### Problem to work on:
Please copy out only the span of the records that opens with the line containing "the stainless steel appliance" and closes with the line containing "[[[17,37],[9,37],[8,42],[8,58],[14,55],[19,50],[20,39]]]", reproducing every line in it and shifting each outline coordinate in the answers by -81.
>>>>>
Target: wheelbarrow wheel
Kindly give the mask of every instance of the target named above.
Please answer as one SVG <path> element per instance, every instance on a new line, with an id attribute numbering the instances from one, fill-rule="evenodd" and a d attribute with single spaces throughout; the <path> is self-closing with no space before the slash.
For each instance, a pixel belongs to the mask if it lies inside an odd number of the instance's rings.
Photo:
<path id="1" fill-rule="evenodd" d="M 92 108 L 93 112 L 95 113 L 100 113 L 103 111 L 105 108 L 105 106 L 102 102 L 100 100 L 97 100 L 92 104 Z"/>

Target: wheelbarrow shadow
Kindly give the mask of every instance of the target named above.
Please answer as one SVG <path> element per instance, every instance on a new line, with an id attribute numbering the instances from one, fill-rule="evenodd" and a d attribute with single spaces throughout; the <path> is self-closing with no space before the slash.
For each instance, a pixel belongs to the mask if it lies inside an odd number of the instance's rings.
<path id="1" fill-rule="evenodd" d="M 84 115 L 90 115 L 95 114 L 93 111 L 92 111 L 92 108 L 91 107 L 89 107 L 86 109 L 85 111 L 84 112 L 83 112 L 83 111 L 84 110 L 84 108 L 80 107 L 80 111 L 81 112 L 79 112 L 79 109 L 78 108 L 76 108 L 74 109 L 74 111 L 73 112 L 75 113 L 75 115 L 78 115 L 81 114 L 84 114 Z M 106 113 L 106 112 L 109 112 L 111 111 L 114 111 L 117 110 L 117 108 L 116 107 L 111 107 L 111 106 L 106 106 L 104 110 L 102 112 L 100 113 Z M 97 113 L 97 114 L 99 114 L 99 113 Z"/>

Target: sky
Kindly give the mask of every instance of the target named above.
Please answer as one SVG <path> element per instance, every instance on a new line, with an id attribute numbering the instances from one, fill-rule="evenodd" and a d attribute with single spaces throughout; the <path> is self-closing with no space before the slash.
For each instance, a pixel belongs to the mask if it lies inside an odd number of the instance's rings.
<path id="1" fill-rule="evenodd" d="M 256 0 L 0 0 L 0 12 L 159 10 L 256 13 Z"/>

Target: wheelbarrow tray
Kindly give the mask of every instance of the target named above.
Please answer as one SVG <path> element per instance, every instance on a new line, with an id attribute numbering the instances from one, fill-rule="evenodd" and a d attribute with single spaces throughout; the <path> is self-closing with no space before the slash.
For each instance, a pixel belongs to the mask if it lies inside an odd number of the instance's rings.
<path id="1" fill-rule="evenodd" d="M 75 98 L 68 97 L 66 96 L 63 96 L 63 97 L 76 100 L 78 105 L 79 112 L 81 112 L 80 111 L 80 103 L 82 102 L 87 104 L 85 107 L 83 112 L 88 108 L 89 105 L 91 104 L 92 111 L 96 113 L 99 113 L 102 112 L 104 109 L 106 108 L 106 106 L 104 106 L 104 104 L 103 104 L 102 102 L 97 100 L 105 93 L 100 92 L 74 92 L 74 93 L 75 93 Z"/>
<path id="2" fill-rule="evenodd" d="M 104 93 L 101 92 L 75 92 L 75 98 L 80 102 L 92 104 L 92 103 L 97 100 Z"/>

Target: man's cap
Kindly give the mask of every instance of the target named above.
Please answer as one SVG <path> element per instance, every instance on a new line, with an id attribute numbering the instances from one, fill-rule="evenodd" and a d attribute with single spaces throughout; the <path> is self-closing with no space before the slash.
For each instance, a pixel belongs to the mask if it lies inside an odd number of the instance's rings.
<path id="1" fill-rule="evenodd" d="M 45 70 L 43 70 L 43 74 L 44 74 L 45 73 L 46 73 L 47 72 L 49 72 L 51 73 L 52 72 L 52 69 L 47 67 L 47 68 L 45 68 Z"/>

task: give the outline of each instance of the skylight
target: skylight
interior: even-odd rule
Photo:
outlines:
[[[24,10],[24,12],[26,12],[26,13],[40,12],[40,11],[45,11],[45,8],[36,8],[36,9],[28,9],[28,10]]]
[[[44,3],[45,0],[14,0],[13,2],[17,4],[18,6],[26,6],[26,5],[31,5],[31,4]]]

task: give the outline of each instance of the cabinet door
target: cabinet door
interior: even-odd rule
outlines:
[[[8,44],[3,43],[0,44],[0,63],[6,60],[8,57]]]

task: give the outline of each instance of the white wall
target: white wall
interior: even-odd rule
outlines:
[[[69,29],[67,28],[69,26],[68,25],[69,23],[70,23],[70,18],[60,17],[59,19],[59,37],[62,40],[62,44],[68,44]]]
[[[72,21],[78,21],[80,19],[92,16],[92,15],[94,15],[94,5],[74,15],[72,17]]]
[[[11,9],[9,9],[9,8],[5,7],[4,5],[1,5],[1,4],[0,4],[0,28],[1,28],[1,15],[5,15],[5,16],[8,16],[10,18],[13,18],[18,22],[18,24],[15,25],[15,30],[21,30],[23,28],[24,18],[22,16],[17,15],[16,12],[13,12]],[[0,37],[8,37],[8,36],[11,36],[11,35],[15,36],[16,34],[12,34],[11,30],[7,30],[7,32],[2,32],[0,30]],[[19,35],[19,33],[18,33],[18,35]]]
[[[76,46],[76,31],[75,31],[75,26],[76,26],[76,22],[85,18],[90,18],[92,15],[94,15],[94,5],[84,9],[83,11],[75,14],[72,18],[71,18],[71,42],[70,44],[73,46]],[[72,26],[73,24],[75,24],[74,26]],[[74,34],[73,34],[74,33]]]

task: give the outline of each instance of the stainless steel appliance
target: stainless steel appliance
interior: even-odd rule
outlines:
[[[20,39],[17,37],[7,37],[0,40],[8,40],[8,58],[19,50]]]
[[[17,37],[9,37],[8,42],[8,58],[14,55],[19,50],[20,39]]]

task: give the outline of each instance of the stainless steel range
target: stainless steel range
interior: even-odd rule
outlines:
<<<<<
### Task output:
task: give the outline of each instance of the stainless steel appliance
target: stainless steel appliance
interior: even-odd rule
outlines:
[[[-61,-42],[-64,-44],[-74,-44],[-81,-41],[-73,-41],[-73,-23],[-62,-31]]]
[[[-64,-44],[-72,-44],[-73,-39],[-73,-23],[-67,-26],[-62,-31],[-61,-42]]]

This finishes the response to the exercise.